[start Data shown]
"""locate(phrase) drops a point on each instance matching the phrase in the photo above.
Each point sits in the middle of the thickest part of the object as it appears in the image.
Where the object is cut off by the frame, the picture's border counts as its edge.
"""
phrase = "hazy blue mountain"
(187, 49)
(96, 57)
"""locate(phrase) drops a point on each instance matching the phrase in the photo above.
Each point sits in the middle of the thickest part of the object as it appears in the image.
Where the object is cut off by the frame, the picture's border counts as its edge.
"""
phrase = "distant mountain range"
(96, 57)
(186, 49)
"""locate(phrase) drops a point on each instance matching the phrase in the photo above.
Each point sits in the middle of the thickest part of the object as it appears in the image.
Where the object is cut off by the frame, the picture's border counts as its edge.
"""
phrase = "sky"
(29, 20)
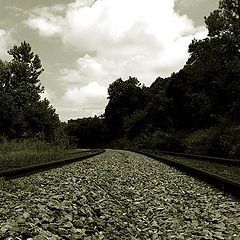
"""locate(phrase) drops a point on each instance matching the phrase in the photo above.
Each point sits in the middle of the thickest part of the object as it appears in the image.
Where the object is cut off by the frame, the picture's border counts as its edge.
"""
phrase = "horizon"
(86, 45)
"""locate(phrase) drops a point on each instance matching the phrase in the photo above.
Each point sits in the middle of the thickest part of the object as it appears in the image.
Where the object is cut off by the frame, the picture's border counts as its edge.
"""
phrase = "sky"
(85, 45)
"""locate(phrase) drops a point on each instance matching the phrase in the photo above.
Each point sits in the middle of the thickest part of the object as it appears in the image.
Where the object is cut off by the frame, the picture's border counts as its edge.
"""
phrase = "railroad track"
(25, 171)
(217, 179)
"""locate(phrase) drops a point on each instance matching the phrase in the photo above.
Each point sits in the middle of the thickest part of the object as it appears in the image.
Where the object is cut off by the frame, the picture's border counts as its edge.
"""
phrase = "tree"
(125, 97)
(23, 113)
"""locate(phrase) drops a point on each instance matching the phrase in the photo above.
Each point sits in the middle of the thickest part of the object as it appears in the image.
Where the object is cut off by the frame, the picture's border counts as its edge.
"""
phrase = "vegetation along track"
(116, 195)
(220, 172)
(24, 171)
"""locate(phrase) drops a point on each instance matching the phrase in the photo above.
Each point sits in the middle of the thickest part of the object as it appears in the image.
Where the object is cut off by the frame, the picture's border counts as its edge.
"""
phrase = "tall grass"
(21, 153)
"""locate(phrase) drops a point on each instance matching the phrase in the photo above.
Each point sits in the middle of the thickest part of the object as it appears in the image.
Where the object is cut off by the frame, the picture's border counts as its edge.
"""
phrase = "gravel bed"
(115, 195)
(227, 171)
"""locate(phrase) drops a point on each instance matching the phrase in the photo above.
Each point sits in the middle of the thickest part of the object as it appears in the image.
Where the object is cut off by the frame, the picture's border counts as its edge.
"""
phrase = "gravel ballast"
(115, 195)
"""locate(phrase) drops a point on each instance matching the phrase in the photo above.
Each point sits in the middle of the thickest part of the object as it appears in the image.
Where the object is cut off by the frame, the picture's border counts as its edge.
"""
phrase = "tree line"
[end Data shown]
What you should do - Pick out every line of the records above that contains the string "mountain", and copy each one. Case counts.

Completed exercise -
phrase = "hazy blue mountain"
phrase = "distant mountain range"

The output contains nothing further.